§ **SUPPLIED TEXT**:
********************
Rule Against Perpetuities – A complicated rule intended to prevent property from being frozen in a trust beyond a certain period of years. If a trust violates the rule against perpetuities it is void. The perpetuities clause in wills and trusts provides that the trusts contained in them terminate automatically at the required time.
Settlor – The person who creates a trust; also called a “grantor” or “trustor”.
Separate property – In California, a category of property held by husband or wife that is not community property, but that is owned separately by the husband or wife. Gifts, inheritances, and property owned before marriage are usually considered separate property.
Special Needs Trust – A special kind of spendthrift trust designed to provide benefits to an elderly or disabled beneficiary while preventing the loss of government benefits received by that beneficiary.
Spendthrift trust – A trust that provides a fund for the maintenance of a beneficiary, which by its terms shelters the beneficiary’s interest from the beneficiary’s incapacity, and the claims of the beneficiary’s creditors.
Survivor’s trust – A sub-trust created following the death of a co-trustor spouse. The assets placed into the survivor’s trust or “A trust” are considered to be part of the surviving spouse’s estate and are used for the surviving spouse’s care and maintenance. Survivor’s trusts are typically used in conjunction with a bypass trust or “B trust”.
Tenancy in common – A form of holding title to real or personal property by two or more persons. Because there is no right of survivorship to this property, the legal relationships and results are very different from joint tenancy.
Testamentary trust – A trust created in a will.
Testator – The person who makes a will. Testatrix is the female equivalent, but the term “testator” is currently used for either a man or a woman.
Trust – A legal entity established either by a trust agreement signed by a person during the person’s life or arising after death from a will or testamentary trust. The trust is governed by the terms in the documents. A trust can last as long as 50 years, if not longer, so must be written with great care.
Trust funding – The act of conveying/transferring property to a trust (e.g., executing a deed conveying real property to the trustees of the trust).
Trustee – The person who holds title to the assets of a trust for the benefit of one or more other persons. The trustee is given certain powers by the trust and applicable law to carry out the wishes of the person(s) (grantor(s), settlor(s) or trustor(s)) who created the trust. The trustee has a fiduciary obligation to the trust’s beneficiaries. The trustee is subject to strict regulation. Although the trustee has legal title for convenience, the beneficial or equitable title is in fact owned by the beneficiaries. When there is more than one trustee, the trustees are called co-trustees.
********************
§ **PROBLEM TO SOLVE**: Reproduce the trust-terms glossary word for word, from "Rule Against Perpetuities –" up to and including "by that beneficiary.".

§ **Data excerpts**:
********************
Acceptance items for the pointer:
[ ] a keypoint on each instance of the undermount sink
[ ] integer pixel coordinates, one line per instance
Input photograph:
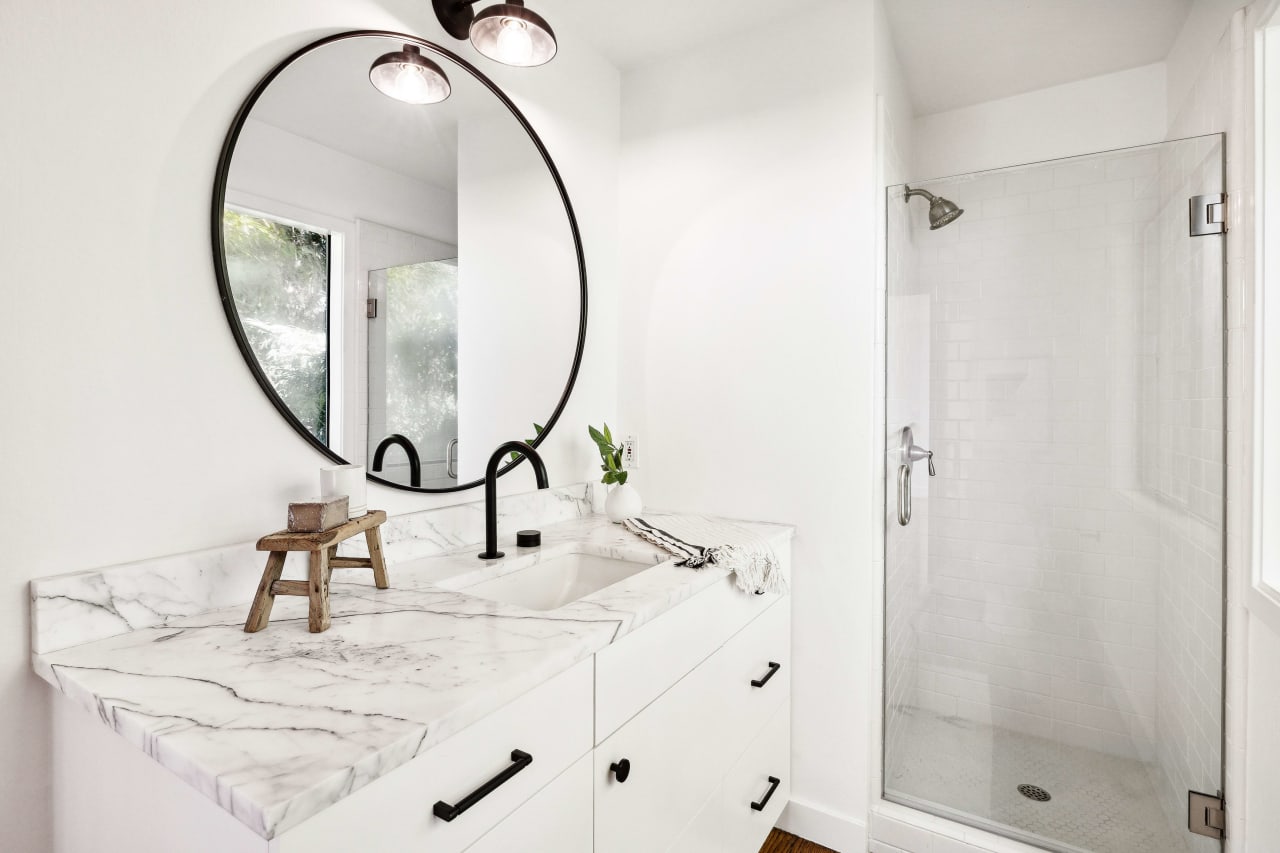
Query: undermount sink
(554, 582)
********************
§ **COMPLETED EXERCISE**:
Rule Against Perpetuities – A complicated rule intended to prevent property from being frozen in a trust beyond a certain period of years. If a trust violates the rule against perpetuities it is void. The perpetuities clause in wills and trusts provides that the trusts contained in them terminate automatically at the required time.
Settlor – The person who creates a trust; also called a “grantor” or “trustor”.
Separate property – In California, a category of property held by husband or wife that is not community property, but that is owned separately by the husband or wife. Gifts, inheritances, and property owned before marriage are usually considered separate property.
Special Needs Trust – A special kind of spendthrift trust designed to provide benefits to an elderly or disabled beneficiary while preventing the loss of government benefits received by that beneficiary.